* Instructions for the task:
Render into Spanish this sentence from the passage on the Dawn Caste legend: "This sort of thing gets mentioned a lot in war stories, where one soldier or a squad or a company holds out for a long time against impossible odds even knowing they'll lose."

* Document extract:

I don't know if the "true" story was ever established anywhere (lord I hope not) but there's so many ways to interpret that one piece of lore for the Usurpation. The greatest warriors that Creation has ever known, fighting a desperate and doomed last stand against an army of Fate-empowered demigods.

This sort of thing gets mentioned a lot in war stories, where one soldier or a squad or a company holds out for a long time against impossible odds even knowing they'll lose. And what makes it interesting to me in this case is the implication that there even was a major battle specifically to destroy this one Caste. Cuz if that's the case, it means that they were able to organize themselves, at least to an extent, and put up a long enough defense to be immortalized in legend.

Then you ask questions like... if they fought and knew they'd lose, did they do it to buy time for the other castes to get away? Did they genuinely think they were going to win even without them? Or is the legend true, and the other castes left the Dawns to die at their betrayers' hands? Did they have an ad hoc organizational moment in the middle of the betrayal, or did they escape the initial slaughter and launch a counter-attack and the latter is what got immortalized? And what did this stand even accomplish, if anything? Is this an Isstvaan situation where the Deebs are battered heavily by an enemy they thought broken? Or more akin to Tarsonis where the Dawns are overwhelmed and their requests for aid go unheeded?

Or the boring answer, that it was made up by the Immaculates to make the dragon-blooded sound cooler. Which is... I mean it's possible but it also weakens both the Deebs and the Solars so I don't like it.

The other castes all have their dark legends rooted in what they were/are (the Wretched, the Unclean, the Frenzied) but the Dawns have their dark epitaph rooted in something that happened to them instead. It's an intriguing question in my mind.

'Luna stop giving me your toughest battles' 'It's literally just a room with ten people'.

Big mood.
 
Or the boring answer, that it was made up by the Immaculates to make the dragon-blooded sound cooler. Which is... I mean it's possible but it also weakens both the Deebs and the Solars so I don't like it.

* Available data:
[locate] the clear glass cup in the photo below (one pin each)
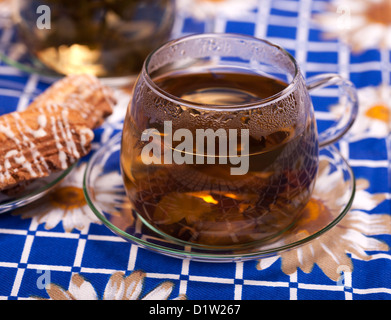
(220, 146)
(100, 37)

* Final result:
Este tipo de cosas se menciona mucho en las historias de guerra, donde un soldado, un pelotón o una compañía resiste durante mucho tiempo contra probabilidades imposibles aun sabiendo que perderá.